*** Data for review ***
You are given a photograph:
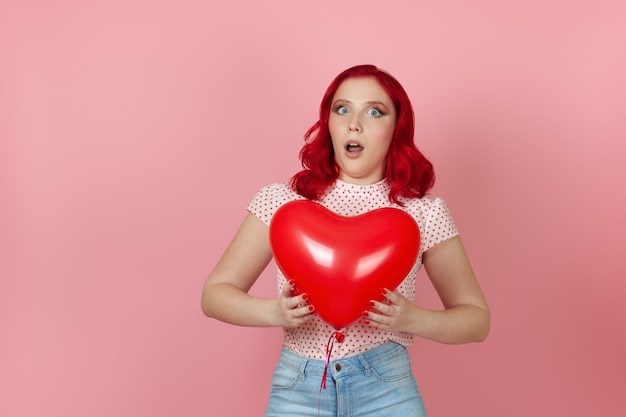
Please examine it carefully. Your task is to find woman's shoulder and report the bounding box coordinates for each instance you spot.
[400,194,449,214]
[399,194,459,250]
[253,182,305,203]
[256,182,297,194]
[247,182,305,226]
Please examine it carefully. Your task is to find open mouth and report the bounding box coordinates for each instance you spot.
[345,142,364,153]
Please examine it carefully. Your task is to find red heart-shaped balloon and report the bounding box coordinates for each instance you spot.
[269,200,420,330]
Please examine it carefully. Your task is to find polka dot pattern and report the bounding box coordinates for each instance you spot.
[247,179,459,359]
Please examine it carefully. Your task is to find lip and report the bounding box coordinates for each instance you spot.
[344,139,364,149]
[343,139,364,158]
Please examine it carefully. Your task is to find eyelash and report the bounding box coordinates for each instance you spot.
[334,105,349,115]
[367,108,385,117]
[333,105,386,117]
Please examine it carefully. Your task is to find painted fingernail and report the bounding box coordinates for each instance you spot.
[288,280,295,286]
[362,311,369,317]
[308,305,315,311]
[301,293,309,300]
[369,301,375,307]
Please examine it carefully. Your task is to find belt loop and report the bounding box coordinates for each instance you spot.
[298,357,308,381]
[357,353,372,377]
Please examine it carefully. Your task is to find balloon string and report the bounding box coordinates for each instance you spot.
[318,331,344,417]
[320,331,345,390]
[321,332,333,390]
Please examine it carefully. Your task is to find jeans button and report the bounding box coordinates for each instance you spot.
[334,363,342,371]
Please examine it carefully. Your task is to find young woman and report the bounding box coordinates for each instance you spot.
[201,64,490,416]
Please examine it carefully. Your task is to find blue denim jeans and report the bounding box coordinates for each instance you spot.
[265,342,427,417]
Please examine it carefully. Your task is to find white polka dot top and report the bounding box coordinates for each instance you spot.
[247,178,459,359]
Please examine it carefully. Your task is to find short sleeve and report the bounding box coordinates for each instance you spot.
[246,183,303,226]
[422,198,459,252]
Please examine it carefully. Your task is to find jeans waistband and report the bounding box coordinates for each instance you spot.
[277,341,408,379]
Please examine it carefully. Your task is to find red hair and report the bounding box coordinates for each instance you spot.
[290,64,435,204]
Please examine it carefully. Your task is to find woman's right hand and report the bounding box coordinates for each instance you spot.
[202,213,316,328]
[273,281,316,328]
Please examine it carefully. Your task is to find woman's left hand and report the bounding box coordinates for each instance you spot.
[364,236,490,343]
[364,288,420,333]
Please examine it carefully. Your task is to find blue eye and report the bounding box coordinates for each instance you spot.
[335,105,349,115]
[367,108,384,117]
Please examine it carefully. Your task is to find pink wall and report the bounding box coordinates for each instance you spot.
[2,1,625,416]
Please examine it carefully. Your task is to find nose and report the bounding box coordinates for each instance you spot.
[348,114,362,132]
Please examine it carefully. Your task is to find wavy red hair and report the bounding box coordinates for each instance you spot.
[290,64,435,204]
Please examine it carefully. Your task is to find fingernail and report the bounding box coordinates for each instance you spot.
[368,301,375,307]
[289,280,295,286]
[308,305,315,311]
[380,288,388,296]
[301,293,309,300]
[362,311,369,317]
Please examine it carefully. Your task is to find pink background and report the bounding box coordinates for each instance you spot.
[2,1,625,416]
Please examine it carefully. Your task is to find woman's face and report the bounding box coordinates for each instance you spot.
[328,77,396,185]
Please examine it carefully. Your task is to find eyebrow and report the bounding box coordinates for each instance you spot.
[332,99,390,108]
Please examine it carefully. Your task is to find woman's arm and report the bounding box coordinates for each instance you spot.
*** End of Data for review ***
• Activity
You are asked to reproduce word for word the line containing "find pink background" and every subsequent line through the end of the entries.

• Reply
Please examine it carefully. Your task is to find pink background and report the bounding box coordinates for each instance you spot.
[2,1,625,416]
Please examine it carefully. Your task is to find woman's face and report the bounding box coordinates for each instance you spot.
[328,77,396,185]
Please examine it carefully. Your task is to find eyebrow and report the bounding box coordinates for each instance you spot.
[332,99,390,108]
Please examine it carefully. Your task is to find woman's arm and report the bounding box coordinates for each instance you spot.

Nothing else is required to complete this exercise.